## start Record list

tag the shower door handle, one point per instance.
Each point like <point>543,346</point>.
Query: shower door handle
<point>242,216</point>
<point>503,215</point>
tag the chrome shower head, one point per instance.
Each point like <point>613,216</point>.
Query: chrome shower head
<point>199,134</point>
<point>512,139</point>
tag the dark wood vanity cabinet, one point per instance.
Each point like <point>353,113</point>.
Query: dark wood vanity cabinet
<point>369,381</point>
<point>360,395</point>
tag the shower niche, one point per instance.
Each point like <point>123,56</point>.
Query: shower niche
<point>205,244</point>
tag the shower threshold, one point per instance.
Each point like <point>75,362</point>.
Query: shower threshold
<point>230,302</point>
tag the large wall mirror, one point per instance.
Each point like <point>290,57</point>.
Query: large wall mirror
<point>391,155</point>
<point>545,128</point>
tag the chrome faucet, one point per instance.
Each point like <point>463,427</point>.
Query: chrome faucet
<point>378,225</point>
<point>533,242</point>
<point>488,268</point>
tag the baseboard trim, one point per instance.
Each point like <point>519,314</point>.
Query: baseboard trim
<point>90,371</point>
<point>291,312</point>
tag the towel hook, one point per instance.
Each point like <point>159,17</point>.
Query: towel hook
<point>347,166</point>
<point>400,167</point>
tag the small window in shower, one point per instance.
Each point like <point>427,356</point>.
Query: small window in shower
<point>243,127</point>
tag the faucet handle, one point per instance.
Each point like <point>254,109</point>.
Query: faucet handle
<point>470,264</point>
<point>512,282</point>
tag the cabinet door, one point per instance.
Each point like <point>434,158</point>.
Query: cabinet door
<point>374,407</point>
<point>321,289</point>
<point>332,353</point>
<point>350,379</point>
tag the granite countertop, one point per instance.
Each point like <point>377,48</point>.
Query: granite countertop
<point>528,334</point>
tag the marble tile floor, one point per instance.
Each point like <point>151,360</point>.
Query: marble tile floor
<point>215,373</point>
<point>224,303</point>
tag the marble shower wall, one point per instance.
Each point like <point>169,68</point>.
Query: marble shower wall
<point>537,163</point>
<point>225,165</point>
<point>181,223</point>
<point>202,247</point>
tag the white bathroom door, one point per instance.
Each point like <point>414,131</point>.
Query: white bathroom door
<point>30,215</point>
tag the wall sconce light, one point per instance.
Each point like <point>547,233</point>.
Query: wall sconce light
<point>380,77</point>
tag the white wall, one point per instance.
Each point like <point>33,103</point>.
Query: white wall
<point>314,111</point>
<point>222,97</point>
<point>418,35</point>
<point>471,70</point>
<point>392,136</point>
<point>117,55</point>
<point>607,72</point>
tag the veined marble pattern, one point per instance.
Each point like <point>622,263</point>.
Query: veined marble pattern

## end Record list

**Task description**
Copy out all the entries above with "one point per instance" swapped for "one point for each instance" wherever it occurs, keeping everything else the same.

**Final result**
tag the shower door handle, one point for each instance.
Each point like <point>543,346</point>.
Query: shower door handle
<point>242,216</point>
<point>503,215</point>
tag the chrome shower head, one point for each instance.
Each point like <point>613,216</point>.
Query: chrome shower head
<point>199,134</point>
<point>512,139</point>
tag the dark wood vanity cabinet, one point for each instance.
Each point like <point>353,113</point>.
Query: dark wood vanity cabinet
<point>369,381</point>
<point>360,395</point>
tag the shower niche, one point for each instance.
Each point like <point>123,56</point>.
Query: shower niche
<point>205,244</point>
tag the shower threshold, one point for each instance.
Each point like <point>75,362</point>.
Query: shower threshold
<point>230,302</point>
tag the large wall mirror, one point for each instance.
Each point like <point>290,57</point>.
Query: large wall mirror
<point>391,155</point>
<point>545,128</point>
tag the chrome faucet, one point for each instance.
Each point like <point>463,427</point>.
Query: chrome faucet
<point>378,225</point>
<point>533,242</point>
<point>488,268</point>
tag the baseboard trim, one point for each instance.
Each point like <point>519,314</point>.
Query: baseboard trim
<point>90,371</point>
<point>291,312</point>
tag the towel hook, one point for each instance.
Each point like <point>159,17</point>.
Query: towel hook
<point>347,166</point>
<point>400,167</point>
tag the small window in shower, one point for each instance.
Each point like <point>427,356</point>.
Query: small window in shower
<point>243,127</point>
tag the faucet handle, one point for each instance.
Each point like <point>254,109</point>.
Query: faucet handle
<point>470,264</point>
<point>512,282</point>
tag the cabinet door, one point for each instance.
Each point like <point>434,158</point>.
Query: cabinet door
<point>374,407</point>
<point>321,289</point>
<point>332,353</point>
<point>350,379</point>
tag the granite countertop, one point for each instance.
Each point like <point>377,48</point>.
Query: granite countertop
<point>528,334</point>
tag the marble tile floor, one point for each instance.
Each point like <point>151,360</point>.
Query: marble tile floor
<point>215,373</point>
<point>224,303</point>
tag the marble shower wall, one point for each instance.
Each point like <point>169,68</point>.
Query: marble shower wall
<point>537,163</point>
<point>225,165</point>
<point>181,223</point>
<point>202,247</point>
tag the white bathroom door, one point for each instance.
Each point like <point>414,131</point>.
Query: white bathroom door
<point>30,215</point>
tag the wall sconce light, one point for each instance.
Each point like <point>547,233</point>.
Query: wall sconce light
<point>380,77</point>
tag the white wall, one point for each instance.
Each point like <point>33,103</point>.
Query: white wall
<point>314,111</point>
<point>222,97</point>
<point>418,35</point>
<point>471,70</point>
<point>392,136</point>
<point>117,55</point>
<point>607,72</point>
tag the veined marble pattern, one point for each instance.
Each point like <point>622,263</point>.
Query: veined marble pattern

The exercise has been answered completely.